* REQUIRED ACTIONS:
[1] In the passage on US alliances, what does it say has damaged Israel's relations with the US to a significant degree?
[2] From the passage on US alliances, retype the words between "US and Iran" and "Russian countervailing efforts.", inclusive.

* PASSAGE TO READ:
━━━━━━━━━━━━━━━━━━━━
A fading hegemonic power, it has managed to undermine its relationship with the EU due to the Ukraine crisis and now the Middle East refugee crisis that is being blamed squarely on US policies and which the US is plainly refusing to address.
US and Turkey might be allies too, but Turkey is clearly pursuing its own foreign policy whose focus involves the suppression one of the major beneficiaries of US invasion of Iraq, namely the Kurds.
Likewise the US and Saudi Arabia are allies, except when it comes to the question of oil prices where the virtual oil “price war” has damaged the finances of Saudi Arabia and threatens to destroy the nascent US fracking industry. While both countries would like to see the Assad regime go, US-trained “moderate rebels” tend to face greater threats from “moderate rebels” supported by Saudi Arabia and the Gulf Arab states than from Assad’s forces.
US and Iran remain at odds, in spite of the Iranian nuclear deal which does not seem to have brought about a significant change in the relationship.
Israel might want to see the Assad regime go and be replaced by a stronger Sunni presence in Syria in order to sever the Hezbollah-Iran connection, which explains why Israel seems utterly unconcerned about the Islamic State (which in turn is kind enough not to demand “death to Israel!”). But the US-Iran nuclear deal has damaged the relations with the US to a significant degree.
US continues to view Russia as a competitor and even as a target of its expansionistic plans, and yet it is clear that the US is incapable of carrying out its policies to a successful conclusion anywhere in the world, not in Ukraine, not in the Middle East, not in Afghanistan. And that in the absence (except in Ukraine) of active Russian countervailing efforts.
━━━━━━━━━━━━━━━━━━━━
* RAW DATA:
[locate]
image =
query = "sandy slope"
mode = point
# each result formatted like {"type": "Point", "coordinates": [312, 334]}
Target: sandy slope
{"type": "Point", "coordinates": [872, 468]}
━━━━━━━━━━━━━━━━━━━━
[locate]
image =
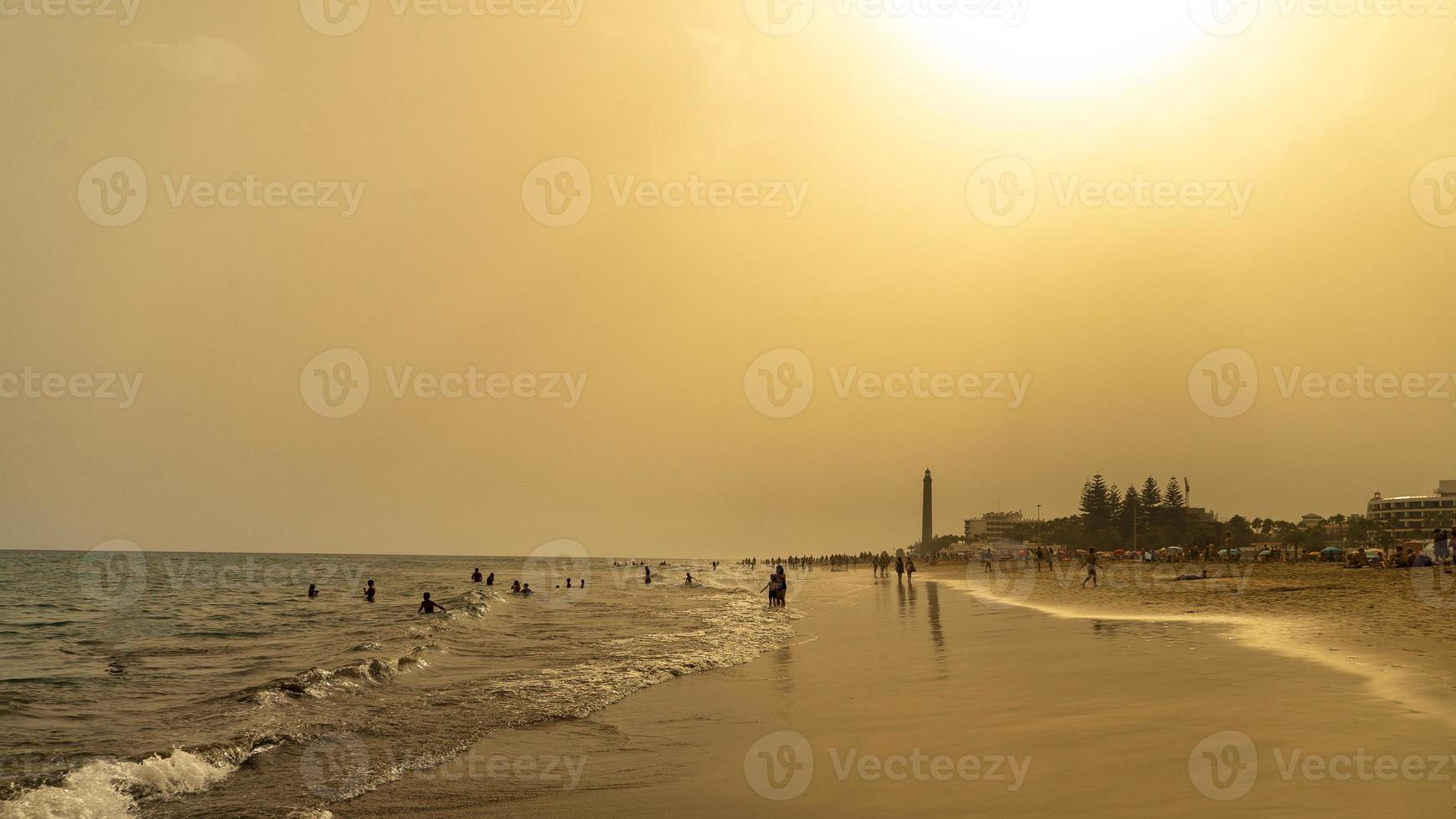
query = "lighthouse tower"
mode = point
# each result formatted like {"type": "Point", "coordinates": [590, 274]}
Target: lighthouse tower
━━━━━━━━━━━━━━━━━━━━
* SOLUTIONS TO THE PROBLEMS:
[1] The US-Iran nuclear deal.

[2]
US and Iran remain at odds, in spite of the Iranian nuclear deal which does not seem to have brought about a significant change in the relationship.
Israel might want to see the Assad regime go and be replaced by a stronger Sunni presence in Syria in order to sever the Hezbollah-Iran connection, which explains why Israel seems utterly unconcerned about the Islamic State (which in turn is kind enough not to demand “death to Israel!”). But the US-Iran nuclear deal has damaged the relations with the US to a significant degree.
US continues to view Russia as a competitor and even as a target of its expansionistic plans, and yet it is clear that the US is incapable of carrying out its policies to a successful conclusion anywhere in the world, not in Ukraine, not in the Middle East, not in Afghanistan. And that in the absence (except in Ukraine) of active Russian countervailing efforts.